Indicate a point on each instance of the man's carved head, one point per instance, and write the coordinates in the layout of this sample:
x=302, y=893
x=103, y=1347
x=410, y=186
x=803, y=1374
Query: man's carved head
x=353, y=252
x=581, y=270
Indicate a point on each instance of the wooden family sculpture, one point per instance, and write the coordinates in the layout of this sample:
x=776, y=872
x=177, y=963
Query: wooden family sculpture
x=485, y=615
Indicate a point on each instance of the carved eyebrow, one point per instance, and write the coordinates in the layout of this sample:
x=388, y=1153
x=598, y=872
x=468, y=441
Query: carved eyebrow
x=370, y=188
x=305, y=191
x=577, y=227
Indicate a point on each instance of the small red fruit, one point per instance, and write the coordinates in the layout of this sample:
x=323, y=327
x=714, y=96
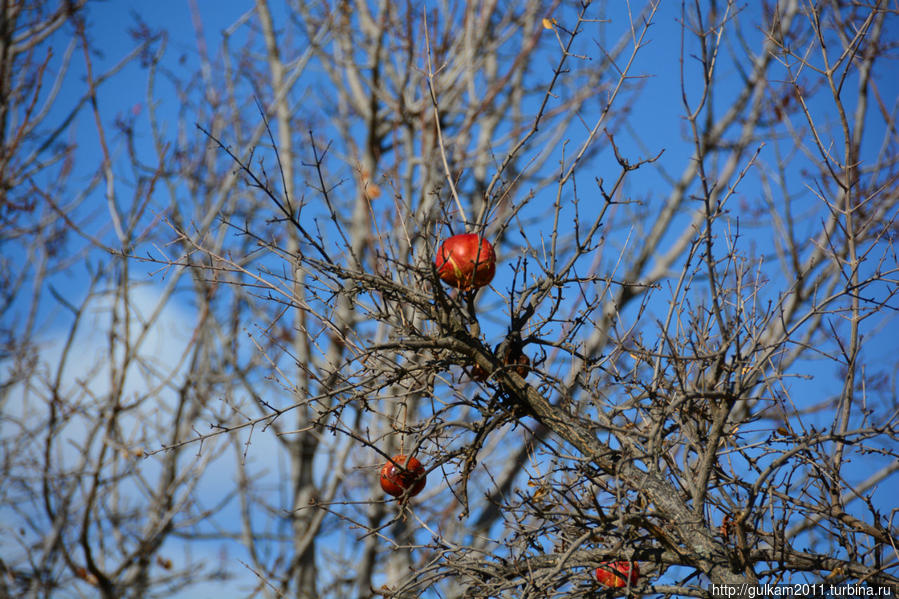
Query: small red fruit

==========

REQUIRED WORK: Your answer must consist of every line in the listing that contains "fruit".

EXERCISE SOLUTION:
Indicate a point on each instance of the small red fruit, one point per instance, and write the coordinates in the layout of this sample:
Query: small red fruit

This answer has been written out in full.